Retype the whole body armour thread below word for word.

» Provided passage:
----------------------------------------

# Body armour help



## Samhain (May 28, 2007)

Hey guys. I'm currently in the process of making a piece of body armour, (don't ask, friends birthday...) I've got the basic thing made, just a load of cardboard and tape. It looks... like a girdle. I need help with details to make it a bit more realistic looking.
Here's what I have so far.
the front








the back:








The blue ribbon is tied at the back to pull it in tighter and hold it more in place. I am thinking of spray painting it black with some quite cool Plasti-Kote I have but I want it to be more detailed and less... crappy!
I know this isn't exactly halloween but this is the best place I know for any kind of costume help. Thanks people!!


----------



## playfx (Mar 10, 2007)

You could stipple some latex over it and paint over that, it would give you a nice texture look.


----------



## Lilly (Jun 13, 2006)

is this supposed to be like a flack jacket/
or like armour they wore in old days?


----------



## Ghastly Joker (Aug 4, 2007)

If he shot for the old days look, he shot a little too far off to the right. I'd say to scrap that heap and create something new. Take 2 large pieces of cardboard and put them into front and back of a sewn up blue/black vest (if you can sew) and put foam from a bed inside and sew it back up. Then you'll be all cushy like.

Question: If I keep coming up with some interesting ideas, how is it I can't figure out how to make my own?


----------



## Samhain (May 28, 2007)

I like the latex idea!
My target is a sort of vaguely futuristic chest plate. No blinking lights and dials and all that crud, just something that looks cool.

----------------------------------------

» Data extract:
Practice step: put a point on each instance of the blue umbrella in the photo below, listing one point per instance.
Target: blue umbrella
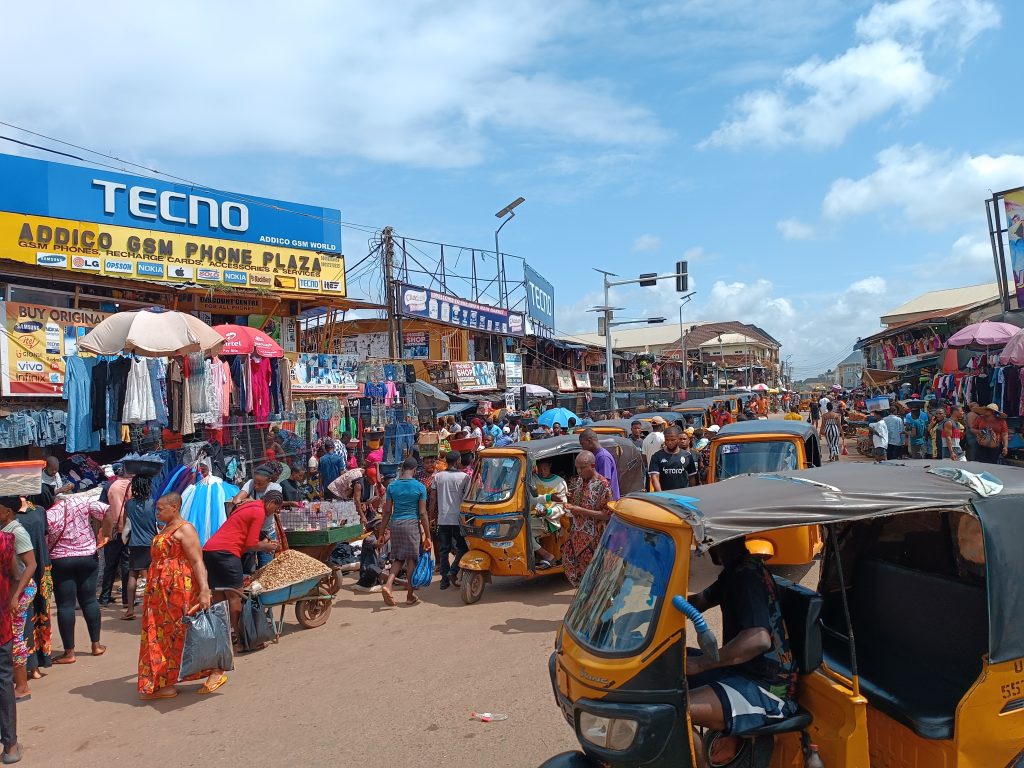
(559, 415)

----------------------------------------

» Answer:
# Body armour help



## Samhain (May 28, 2007)

Hey guys. I'm currently in the process of making a piece of body armour, (don't ask, friends birthday...) I've got the basic thing made, just a load of cardboard and tape. It looks... like a girdle. I need help with details to make it a bit more realistic looking.
Here's what I have so far.
the front








the back:








The blue ribbon is tied at the back to pull it in tighter and hold it more in place. I am thinking of spray painting it black with some quite cool Plasti-Kote I have but I want it to be more detailed and less... crappy!
I know this isn't exactly halloween but this is the best place I know for any kind of costume help. Thanks people!!


----------



## playfx (Mar 10, 2007)

You could stipple some latex over it and paint over that, it would give you a nice texture look.


----------



## Lilly (Jun 13, 2006)

is this supposed to be like a flack jacket/
or like armour they wore in old days?


----------



## Ghastly Joker (Aug 4, 2007)

If he shot for the old days look, he shot a little too far off to the right. I'd say to scrap that heap and create something new. Take 2 large pieces of cardboard and put them into front and back of a sewn up blue/black vest (if you can sew) and put foam from a bed inside and sew it back up. Then you'll be all cushy like.

Question: If I keep coming up with some interesting ideas, how is it I can't figure out how to make my own?


----------



## Samhain (May 28, 2007)

I like the latex idea!
My target is a sort of vaguely futuristic chest plate. No blinking lights and dials and all that crud, just something that looks cool.